From 27f58b18dce9d2e767ef6474da55f08871a43da7 Mon Sep 17 00:00:00 2001
From: Peter Swain <peter.swain@ed.ac.uk>
Date: Sat, 18 Feb 2023 18:16:03 +0000
Subject: [PATCH] reorganised, with provisional functions in limbo

---
 dataloader.py                                 | 30 +++----
 figs2pdf.py                                   | 12 +++
 growth_rate.py                                | 87 +++++++++++++++----
 entropy.py => limbo/entropy.py                |  0
 .../find_cytokinesis.py                       |  0
 .../find_cytokinesis_diane.py                 |  0
 search_OMERO.py => limbo/search_OMERO.py      |  0
 tsa_inprogress.py => limbo/tsa_inprogress.py  |  0
 plotting.py                                   | 33 +++----
 run_gr.py                                     | 49 -----------
 10 files changed, 112 insertions(+), 99 deletions(-)
 create mode 100644 figs2pdf.py
 rename entropy.py => limbo/entropy.py (100%)
 rename find_cytokinesis.py => limbo/find_cytokinesis.py (100%)
 rename find_cytokinesis_diane.py => limbo/find_cytokinesis_diane.py (100%)
 rename search_OMERO.py => limbo/search_OMERO.py (100%)
 rename tsa_inprogress.py => limbo/tsa_inprogress.py (100%)
 delete mode 100644 run_gr.py

diff --git a/dataloader.py b/dataloader.py
index 7127279..4f2d320 100644
--- a/dataloader.py
+++ b/dataloader.py
@@ -6,13 +6,7 @@ import pprint
 try:
     from postprocessor.grouper import NameGrouper
 except ModuleNotFoundError:
-    try:
-        import sys
-
-        sys.path.append("/Users/pswain/wip/aliby/src")
-        from postprocessor.grouper import NameGrouper
-    except ModuleNotFoundError:
-        print("Can only load tsv files - cannot find postprocessor")
+    print("Can only load tsv files - cannot find postprocessor")
 
 
 class dataloader:
@@ -70,7 +64,7 @@ class dataloader:
             kind="line", data=dl.df)
     """
 
-    def __init__(self, indir=".", outdir=".", ls=True):
+    def __init__(self, indir=None, outdir=".", ls=True):
         # from grouper.siglist to abbrevations
         self.g2a_dict = {
             "extraction/GFP/max/median": "median_GFP",
@@ -87,7 +81,10 @@ class dataloader:
         self.a2g_dict = {v: k for (k, v) in self.g2a_dict.items()}
         # establish paths
         self.outdirpath = Path(outdir)
-        self.indirpath = Path(indir)
+        if indir is None:
+            self.indirpath = None
+        else:
+            self.indirpath = Path(indir)
         if ls:
             self.ls
 
@@ -104,13 +101,14 @@ class dataloader:
         .datasets dictionary.
         """
         pp = pprint.PrettyPrinter()
-        # find raw data
-        print("\nData directory is", str(self.indirpath.resolve()))
-        print("Experiments available:")

## DATA EXTRACT
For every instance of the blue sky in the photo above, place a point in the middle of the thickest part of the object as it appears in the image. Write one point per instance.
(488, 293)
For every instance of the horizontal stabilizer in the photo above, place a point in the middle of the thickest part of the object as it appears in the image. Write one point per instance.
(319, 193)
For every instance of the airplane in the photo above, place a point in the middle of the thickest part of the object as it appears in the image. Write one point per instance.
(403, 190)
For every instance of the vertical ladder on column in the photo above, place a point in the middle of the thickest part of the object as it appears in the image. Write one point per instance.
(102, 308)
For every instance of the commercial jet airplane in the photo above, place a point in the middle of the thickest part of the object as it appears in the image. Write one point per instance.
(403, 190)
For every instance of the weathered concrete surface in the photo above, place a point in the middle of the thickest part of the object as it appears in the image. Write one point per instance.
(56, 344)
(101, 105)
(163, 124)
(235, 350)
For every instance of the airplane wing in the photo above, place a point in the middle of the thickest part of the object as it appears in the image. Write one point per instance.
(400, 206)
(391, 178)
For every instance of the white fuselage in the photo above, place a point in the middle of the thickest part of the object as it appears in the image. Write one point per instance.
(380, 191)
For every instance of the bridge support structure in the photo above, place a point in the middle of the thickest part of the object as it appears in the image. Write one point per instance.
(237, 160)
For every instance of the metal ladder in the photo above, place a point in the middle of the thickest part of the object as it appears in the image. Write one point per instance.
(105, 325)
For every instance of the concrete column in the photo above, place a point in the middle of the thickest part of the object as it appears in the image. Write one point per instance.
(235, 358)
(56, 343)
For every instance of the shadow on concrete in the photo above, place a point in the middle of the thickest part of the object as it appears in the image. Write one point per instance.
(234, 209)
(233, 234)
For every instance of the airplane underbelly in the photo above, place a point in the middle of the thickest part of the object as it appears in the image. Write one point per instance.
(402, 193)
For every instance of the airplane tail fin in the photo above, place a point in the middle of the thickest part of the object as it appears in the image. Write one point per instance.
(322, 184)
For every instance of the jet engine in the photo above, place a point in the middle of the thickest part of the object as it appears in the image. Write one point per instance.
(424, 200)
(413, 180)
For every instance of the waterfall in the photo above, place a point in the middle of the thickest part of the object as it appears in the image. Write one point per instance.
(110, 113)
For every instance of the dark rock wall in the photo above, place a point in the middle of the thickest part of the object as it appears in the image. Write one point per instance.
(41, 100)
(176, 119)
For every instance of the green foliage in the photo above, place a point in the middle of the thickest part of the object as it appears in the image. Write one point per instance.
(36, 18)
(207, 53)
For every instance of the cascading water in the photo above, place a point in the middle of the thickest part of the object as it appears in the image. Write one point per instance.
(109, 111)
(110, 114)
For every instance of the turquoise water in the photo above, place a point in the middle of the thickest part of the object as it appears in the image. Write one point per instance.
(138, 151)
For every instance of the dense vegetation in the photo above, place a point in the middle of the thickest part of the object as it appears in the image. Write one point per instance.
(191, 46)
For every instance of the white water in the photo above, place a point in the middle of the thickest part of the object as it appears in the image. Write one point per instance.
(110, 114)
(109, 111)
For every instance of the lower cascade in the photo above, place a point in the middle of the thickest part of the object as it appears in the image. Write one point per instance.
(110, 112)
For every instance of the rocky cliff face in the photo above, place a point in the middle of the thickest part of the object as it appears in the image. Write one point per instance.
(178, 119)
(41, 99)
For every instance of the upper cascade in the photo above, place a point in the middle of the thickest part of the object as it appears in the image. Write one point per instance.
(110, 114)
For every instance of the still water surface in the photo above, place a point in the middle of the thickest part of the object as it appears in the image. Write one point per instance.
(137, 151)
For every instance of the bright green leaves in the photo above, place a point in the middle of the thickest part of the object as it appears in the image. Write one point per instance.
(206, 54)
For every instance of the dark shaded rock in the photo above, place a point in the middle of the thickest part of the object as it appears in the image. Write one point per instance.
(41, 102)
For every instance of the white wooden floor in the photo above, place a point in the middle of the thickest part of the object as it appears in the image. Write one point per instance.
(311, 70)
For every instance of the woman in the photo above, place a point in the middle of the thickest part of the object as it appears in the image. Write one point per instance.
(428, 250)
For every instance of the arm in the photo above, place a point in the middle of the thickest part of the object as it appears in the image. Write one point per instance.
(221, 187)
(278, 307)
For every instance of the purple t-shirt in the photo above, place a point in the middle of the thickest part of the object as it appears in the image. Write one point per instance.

## WORK REQUEST A
Which files does the patch move into the limbo directory?
## WORK REQUEST B
In the patch, what is the new default value of the indir parameter in the dataloader's __init__ method?

## ANSWER SECTION A
entropy.py
find_cytokinesis.py
find_cytokinesis_diane.py
search_OMERO.py
tsa_inprogress.py

## ANSWER SECTION B
None